Bu fıçıyı 1751 yılında yapmışlar. Dokuz metre boyunda, yedi metre yüksekliğindeki bu devasa fıçı iki yüz yirmi bin litre şarap depolayabiliyor!
Bu fıçının şatoda ne aradığını sorarsanız, cevabı daha da ilginç. Fıçı, vergi toplamaya yarıyormuş, sevgili arkadaşlar.
Şöyle arzedeyim.
Şatonun yapıldığı günlerde, köylüler vergilerini para yerine şarapla ödüyorlarmış. Yerel şarapların güzel ve dolayısıyla değerli olmasının sonucu, bu ayni vergi sistemi gayet güzel çalışıyormuş.
![]() |
Heidelberg Şatosu |
Heidelberg Şatosunun avlusuna kadar girmemize rağmen, kısıtlı zamanımızdan dolayı bu fıçıyı göremedim, ancak bu muhteşem şatonun tadını sonuna kadar çıkardım.
Daha önceki yazılarımda, size, Alman şatolarının güzelliklerinden bahsetmiştim. Heidelberg Şatosu işte bu şatoların tartışmasız en güzellerinden biri.
========================
Görev 1
Heidelberg Şatosu hakkındaki metne dayanarak şu soruları yanıtlayınız:
(a) Fıçı hangi yılda yapılmıştır?
(b) Fıçı kaç litre şarap depolayabilmektedir?
(c) Şatonun yapıldığı günlerde köylüler vergilerini neyle ödemekteydi?
Metin ile kayıtlar birbirinden farklı kaynaklardan alınmıştır.

Malzeme
========================
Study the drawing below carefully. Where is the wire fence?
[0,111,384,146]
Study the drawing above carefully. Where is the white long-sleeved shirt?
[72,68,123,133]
========================
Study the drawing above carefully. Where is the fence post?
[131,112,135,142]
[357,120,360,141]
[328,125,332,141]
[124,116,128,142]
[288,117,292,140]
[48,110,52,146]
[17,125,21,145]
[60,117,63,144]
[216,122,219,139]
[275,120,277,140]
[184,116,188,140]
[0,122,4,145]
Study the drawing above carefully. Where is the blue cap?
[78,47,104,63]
========================
Görev 2
Kayıtlarda "Study the drawing below" ifadesini içeren satırdan "[72,68,123,133]" ifadesini içeren satıra kadar, her iki satır da dahil olmak üzere, her şeyi bir JSON dize listesine dönüştürünüz. Her satır için bir dize yazınız ve boş satırları atlayınız.

Doğru Yanıt 1
(a) 1751 yılında.
(b) İki yüz yirmi bin litre.
(c) Para yerine şarapla.

Doğru Yanıt 2
[
  "Study the drawing below carefully. Where is the wire fence?",
  "[0,111,384,146]",
  "Study the drawing above carefully. Where is the white long-sleeved shirt?",
  "[72,68,123,133]"
]